**Exercise directions**
Starting with the first line, output the data exactly, through to the last line.

-- Provided data follows --

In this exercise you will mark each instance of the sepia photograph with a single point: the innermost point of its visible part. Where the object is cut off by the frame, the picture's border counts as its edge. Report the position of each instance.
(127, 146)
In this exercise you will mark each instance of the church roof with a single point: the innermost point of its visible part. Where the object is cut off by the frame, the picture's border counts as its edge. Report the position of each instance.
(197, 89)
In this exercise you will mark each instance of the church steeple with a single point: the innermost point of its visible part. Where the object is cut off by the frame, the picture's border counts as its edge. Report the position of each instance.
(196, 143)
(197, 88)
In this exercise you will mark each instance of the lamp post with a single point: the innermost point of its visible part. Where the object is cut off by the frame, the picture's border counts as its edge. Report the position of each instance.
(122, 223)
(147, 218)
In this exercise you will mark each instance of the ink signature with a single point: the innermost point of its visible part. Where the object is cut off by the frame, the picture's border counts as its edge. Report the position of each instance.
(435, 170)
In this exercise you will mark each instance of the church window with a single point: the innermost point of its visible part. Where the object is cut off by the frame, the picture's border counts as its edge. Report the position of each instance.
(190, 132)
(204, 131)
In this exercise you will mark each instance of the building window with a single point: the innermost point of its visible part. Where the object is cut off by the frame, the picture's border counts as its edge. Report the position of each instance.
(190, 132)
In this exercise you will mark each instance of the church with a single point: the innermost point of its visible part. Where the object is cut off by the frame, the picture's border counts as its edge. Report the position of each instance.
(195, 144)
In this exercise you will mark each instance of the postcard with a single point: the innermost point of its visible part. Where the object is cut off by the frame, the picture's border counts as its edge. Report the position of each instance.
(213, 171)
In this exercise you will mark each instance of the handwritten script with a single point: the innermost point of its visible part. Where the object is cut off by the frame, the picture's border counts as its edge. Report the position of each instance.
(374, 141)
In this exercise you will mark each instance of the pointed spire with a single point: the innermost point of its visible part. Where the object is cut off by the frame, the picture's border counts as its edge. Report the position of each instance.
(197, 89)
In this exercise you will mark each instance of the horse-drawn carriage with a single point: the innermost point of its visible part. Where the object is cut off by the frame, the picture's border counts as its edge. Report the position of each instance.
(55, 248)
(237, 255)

-- Provided data concluded --

**Solution to this problem**
In this exercise you will mark each instance of the sepia photograph with a single point: the innermost point of its visible part. Where the object is cut off by the frame, the picture's border counts as its edge. Report the position of each instance.
(127, 146)
In this exercise you will mark each instance of the church roof with a single point: the innermost point of its visible part. Where the object is cut off by the frame, the picture's border counts as its edge. Report the position of each instance.
(197, 89)
In this exercise you will mark each instance of the church steeple with a single point: the innermost point of its visible part. Where the object is cut off by the frame, the picture's border counts as its edge. Report the position of each instance.
(196, 143)
(197, 88)
In this exercise you will mark each instance of the lamp post with a single point: the innermost point of its visible part. Where the object is cut off by the frame, the picture's border counts as its edge. Report the position of each instance.
(122, 223)
(147, 218)
In this exercise you will mark each instance of the ink signature with a single point: the innermost point of its visible part. Where the object is cut off by the frame, the picture's border counts as its edge. Report the position of each instance.
(435, 170)
In this exercise you will mark each instance of the church window with a single point: the innermost point of its visible part. Where the object is cut off by the frame, the picture's border counts as its edge. Report the position of each instance.
(190, 132)
(204, 131)
In this exercise you will mark each instance of the building window with a single point: the innermost point of its visible part. Where the object is cut off by the frame, the picture's border counts as its edge. Report the position of each instance.
(190, 132)
In this exercise you will mark each instance of the church with a single point: the innermost point of its visible part. Where the object is cut off by the frame, the picture's border counts as its edge. Report the position of each instance.
(195, 144)
In this exercise you will mark each instance of the postcard with a single point: the innermost point of its visible part. Where the object is cut off by the frame, the picture's border counts as its edge. Report the position of each instance.
(213, 171)
In this exercise you will mark each instance of the handwritten script with a single point: the innermost point of its visible part. Where the object is cut off by the frame, the picture's border counts as its edge. Report the position of each instance.
(374, 141)
In this exercise you will mark each instance of the pointed spire with a single point: the innermost point of its visible part. Where the object is cut off by the frame, the picture's border counts as its edge. Report the position of each instance.
(197, 89)
In this exercise you will mark each instance of the horse-drawn carriage with a single point: the innermost point of its visible part. Where the object is cut off by the frame, the picture's border counts as its edge. Report the position of each instance.
(55, 248)
(237, 255)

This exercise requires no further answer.